TASK TO COMPLETE —
Identify every line in the records below that contains the string "treeline", and copy each such line.

RECORDS PROVIDED —
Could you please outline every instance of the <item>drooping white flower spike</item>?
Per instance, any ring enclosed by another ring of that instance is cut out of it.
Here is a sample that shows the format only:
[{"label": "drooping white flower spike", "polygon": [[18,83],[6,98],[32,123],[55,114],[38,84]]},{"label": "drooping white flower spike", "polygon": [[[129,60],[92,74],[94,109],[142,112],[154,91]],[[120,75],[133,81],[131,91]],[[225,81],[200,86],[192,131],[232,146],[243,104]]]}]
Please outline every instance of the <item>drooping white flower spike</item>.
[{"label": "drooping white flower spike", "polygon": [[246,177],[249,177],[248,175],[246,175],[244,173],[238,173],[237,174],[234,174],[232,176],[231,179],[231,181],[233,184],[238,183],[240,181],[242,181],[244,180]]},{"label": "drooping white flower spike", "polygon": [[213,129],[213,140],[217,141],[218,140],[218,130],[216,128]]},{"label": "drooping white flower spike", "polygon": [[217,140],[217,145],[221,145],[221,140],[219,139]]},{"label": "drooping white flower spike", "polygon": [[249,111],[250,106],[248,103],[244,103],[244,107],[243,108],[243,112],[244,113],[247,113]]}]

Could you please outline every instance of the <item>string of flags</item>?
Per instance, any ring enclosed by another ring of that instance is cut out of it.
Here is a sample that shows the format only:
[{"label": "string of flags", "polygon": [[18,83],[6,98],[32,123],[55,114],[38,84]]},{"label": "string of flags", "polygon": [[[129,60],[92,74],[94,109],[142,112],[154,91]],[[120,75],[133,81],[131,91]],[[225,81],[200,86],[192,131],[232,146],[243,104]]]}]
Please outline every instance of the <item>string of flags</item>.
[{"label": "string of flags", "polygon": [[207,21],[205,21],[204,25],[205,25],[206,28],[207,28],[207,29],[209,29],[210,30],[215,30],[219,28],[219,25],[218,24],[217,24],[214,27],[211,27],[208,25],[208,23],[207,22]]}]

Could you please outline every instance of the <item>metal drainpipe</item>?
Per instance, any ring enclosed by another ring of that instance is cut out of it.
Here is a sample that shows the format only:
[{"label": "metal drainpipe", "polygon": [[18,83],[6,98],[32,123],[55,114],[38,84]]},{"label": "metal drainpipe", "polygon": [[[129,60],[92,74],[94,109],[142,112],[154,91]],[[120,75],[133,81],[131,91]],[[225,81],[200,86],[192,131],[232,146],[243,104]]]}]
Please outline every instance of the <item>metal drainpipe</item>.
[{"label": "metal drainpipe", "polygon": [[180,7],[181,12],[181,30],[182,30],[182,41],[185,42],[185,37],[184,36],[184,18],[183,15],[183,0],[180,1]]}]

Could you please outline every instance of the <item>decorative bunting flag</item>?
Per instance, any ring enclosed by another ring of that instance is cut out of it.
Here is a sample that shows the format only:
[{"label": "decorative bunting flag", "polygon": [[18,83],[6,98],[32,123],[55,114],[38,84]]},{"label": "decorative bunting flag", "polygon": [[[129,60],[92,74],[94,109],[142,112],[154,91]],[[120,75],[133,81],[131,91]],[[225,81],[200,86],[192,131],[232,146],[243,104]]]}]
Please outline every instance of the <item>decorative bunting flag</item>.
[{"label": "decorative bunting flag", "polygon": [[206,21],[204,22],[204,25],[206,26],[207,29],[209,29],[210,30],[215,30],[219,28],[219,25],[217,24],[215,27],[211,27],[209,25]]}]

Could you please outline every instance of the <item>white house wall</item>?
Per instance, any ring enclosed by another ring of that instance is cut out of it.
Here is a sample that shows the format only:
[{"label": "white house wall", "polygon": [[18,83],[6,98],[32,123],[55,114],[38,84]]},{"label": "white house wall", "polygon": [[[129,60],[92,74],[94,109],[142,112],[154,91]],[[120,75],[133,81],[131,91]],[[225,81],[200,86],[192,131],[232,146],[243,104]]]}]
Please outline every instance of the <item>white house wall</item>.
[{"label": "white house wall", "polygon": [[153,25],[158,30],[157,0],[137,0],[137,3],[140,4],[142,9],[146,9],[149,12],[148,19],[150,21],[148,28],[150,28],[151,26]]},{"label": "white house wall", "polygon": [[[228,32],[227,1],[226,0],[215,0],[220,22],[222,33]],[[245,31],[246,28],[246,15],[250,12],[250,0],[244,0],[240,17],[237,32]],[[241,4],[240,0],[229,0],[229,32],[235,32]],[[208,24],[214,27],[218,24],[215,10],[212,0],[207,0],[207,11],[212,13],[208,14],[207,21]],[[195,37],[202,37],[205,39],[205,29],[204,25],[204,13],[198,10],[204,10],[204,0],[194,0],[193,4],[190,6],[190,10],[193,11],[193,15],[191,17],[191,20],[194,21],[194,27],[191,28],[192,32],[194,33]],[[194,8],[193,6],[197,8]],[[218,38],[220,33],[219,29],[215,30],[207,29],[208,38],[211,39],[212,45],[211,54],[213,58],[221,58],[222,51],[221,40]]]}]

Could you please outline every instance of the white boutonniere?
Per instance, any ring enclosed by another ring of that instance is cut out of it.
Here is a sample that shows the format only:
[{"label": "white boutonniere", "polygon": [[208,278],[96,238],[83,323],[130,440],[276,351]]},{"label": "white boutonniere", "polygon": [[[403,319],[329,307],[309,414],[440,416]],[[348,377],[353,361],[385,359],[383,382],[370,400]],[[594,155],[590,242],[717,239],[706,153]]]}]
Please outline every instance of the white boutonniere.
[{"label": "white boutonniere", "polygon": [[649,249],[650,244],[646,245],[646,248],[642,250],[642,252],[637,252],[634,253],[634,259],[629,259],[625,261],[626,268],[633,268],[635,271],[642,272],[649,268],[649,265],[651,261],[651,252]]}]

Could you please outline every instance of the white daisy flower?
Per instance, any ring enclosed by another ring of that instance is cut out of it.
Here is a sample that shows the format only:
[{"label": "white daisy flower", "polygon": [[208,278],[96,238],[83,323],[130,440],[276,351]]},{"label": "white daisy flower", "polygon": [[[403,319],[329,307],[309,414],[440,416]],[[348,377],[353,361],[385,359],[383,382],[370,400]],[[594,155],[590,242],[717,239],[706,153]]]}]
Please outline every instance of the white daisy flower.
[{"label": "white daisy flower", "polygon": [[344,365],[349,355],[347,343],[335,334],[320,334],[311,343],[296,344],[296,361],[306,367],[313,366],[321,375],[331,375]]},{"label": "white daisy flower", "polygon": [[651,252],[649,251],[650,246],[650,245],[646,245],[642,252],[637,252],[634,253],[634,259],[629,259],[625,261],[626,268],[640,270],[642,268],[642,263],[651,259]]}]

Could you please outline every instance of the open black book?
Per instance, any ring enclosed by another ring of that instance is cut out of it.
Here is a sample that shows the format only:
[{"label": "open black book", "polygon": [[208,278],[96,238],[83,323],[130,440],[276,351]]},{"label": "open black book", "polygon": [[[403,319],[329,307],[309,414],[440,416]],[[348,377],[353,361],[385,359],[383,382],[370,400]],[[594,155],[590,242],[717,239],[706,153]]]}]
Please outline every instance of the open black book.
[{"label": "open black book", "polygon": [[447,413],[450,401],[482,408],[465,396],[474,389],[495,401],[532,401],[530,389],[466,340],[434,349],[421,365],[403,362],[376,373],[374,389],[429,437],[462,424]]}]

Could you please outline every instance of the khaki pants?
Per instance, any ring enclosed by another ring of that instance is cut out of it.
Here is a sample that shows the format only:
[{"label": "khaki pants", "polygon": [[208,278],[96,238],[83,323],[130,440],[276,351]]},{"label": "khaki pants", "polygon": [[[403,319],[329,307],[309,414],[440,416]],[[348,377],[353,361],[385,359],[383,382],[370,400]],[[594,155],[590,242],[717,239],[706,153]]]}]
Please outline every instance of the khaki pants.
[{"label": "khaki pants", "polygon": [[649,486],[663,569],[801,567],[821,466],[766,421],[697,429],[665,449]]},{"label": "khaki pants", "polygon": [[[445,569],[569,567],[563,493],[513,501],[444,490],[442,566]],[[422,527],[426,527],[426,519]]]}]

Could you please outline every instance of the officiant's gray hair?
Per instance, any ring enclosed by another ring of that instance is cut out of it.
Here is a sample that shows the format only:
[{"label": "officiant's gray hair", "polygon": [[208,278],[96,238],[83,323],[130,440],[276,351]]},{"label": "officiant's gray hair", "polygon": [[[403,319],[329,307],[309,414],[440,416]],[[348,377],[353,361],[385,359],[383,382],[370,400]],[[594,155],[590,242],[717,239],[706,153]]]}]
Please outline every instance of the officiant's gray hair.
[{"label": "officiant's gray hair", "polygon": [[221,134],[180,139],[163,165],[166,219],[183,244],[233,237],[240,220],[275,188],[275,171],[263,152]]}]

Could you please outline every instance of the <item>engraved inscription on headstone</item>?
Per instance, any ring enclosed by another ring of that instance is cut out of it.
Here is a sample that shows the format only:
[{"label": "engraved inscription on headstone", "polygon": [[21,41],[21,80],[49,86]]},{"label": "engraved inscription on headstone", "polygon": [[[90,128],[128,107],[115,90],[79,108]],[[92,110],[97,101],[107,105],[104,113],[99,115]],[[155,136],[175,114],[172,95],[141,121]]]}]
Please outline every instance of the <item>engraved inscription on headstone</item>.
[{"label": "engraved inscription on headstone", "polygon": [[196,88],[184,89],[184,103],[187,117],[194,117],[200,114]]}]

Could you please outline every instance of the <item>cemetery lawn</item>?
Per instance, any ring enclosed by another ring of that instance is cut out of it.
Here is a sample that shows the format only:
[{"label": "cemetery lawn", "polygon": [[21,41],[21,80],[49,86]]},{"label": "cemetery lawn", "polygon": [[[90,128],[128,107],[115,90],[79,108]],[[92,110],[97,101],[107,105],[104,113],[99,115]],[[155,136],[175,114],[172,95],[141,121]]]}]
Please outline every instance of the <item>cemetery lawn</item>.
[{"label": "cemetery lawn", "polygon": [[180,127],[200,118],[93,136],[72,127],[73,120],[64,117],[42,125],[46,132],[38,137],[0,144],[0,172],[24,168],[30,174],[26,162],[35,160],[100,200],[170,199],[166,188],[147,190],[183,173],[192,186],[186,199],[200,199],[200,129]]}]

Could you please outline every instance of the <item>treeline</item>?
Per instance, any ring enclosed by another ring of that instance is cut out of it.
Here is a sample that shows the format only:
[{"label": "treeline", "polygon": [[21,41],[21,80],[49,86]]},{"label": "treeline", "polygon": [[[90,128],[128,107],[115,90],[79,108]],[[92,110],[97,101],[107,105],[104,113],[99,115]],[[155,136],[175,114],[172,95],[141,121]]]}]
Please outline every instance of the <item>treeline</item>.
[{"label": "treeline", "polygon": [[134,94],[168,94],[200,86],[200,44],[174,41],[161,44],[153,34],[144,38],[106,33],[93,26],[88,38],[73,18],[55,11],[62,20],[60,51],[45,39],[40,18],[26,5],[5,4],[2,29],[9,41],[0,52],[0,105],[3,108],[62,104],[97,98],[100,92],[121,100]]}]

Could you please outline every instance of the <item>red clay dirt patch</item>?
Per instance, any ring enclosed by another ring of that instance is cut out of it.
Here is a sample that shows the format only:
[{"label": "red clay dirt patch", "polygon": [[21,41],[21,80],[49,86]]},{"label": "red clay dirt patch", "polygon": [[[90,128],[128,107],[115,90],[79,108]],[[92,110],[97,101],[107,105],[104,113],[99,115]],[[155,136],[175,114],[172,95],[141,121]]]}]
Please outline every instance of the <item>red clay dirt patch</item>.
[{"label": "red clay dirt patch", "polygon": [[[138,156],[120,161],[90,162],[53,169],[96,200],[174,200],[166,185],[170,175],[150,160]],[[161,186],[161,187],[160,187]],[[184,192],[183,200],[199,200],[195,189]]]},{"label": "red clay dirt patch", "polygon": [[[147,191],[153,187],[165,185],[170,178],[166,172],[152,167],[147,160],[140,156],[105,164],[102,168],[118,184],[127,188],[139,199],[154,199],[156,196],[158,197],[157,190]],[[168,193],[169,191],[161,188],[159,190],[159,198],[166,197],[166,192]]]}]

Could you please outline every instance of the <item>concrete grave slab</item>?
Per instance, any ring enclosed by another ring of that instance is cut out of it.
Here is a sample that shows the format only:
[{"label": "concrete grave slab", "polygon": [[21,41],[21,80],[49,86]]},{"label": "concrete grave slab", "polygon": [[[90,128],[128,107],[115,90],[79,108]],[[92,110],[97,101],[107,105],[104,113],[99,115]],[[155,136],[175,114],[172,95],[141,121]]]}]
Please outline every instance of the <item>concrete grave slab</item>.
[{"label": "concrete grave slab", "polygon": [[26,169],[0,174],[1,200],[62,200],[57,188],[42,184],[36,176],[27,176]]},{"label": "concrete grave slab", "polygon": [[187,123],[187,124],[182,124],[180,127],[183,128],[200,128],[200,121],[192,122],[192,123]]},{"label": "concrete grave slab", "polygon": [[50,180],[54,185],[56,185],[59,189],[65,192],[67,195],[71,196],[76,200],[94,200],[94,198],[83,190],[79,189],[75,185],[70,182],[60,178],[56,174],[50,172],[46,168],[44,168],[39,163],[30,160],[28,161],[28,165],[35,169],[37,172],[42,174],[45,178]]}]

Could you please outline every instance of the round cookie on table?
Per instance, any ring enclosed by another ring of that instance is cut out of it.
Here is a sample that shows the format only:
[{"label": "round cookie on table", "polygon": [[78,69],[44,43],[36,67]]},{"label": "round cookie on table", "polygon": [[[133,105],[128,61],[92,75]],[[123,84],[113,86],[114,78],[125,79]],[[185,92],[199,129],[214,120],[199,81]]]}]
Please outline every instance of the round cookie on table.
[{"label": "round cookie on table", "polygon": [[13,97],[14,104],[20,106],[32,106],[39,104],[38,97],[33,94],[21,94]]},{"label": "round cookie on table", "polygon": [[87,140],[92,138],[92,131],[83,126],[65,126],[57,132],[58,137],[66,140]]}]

WORKED SOLUTION —
Could you please outline every instance of the <item>treeline</item>?
[{"label": "treeline", "polygon": [[21,41],[21,80],[49,86]]},{"label": "treeline", "polygon": [[[90,128],[128,107],[115,90],[79,108]],[[92,110],[97,101],[107,105],[104,113],[99,115]],[[155,136],[175,114],[172,95],[141,121]]]}]
Please outline every instance of the <item>treeline</item>.
[{"label": "treeline", "polygon": [[134,94],[168,94],[200,86],[200,44],[174,41],[161,44],[153,34],[144,38],[106,33],[93,26],[88,38],[73,18],[55,11],[62,20],[60,51],[45,39],[40,18],[26,5],[5,4],[2,29],[9,41],[0,52],[0,105],[3,108],[62,104],[97,98],[100,92],[121,100]]}]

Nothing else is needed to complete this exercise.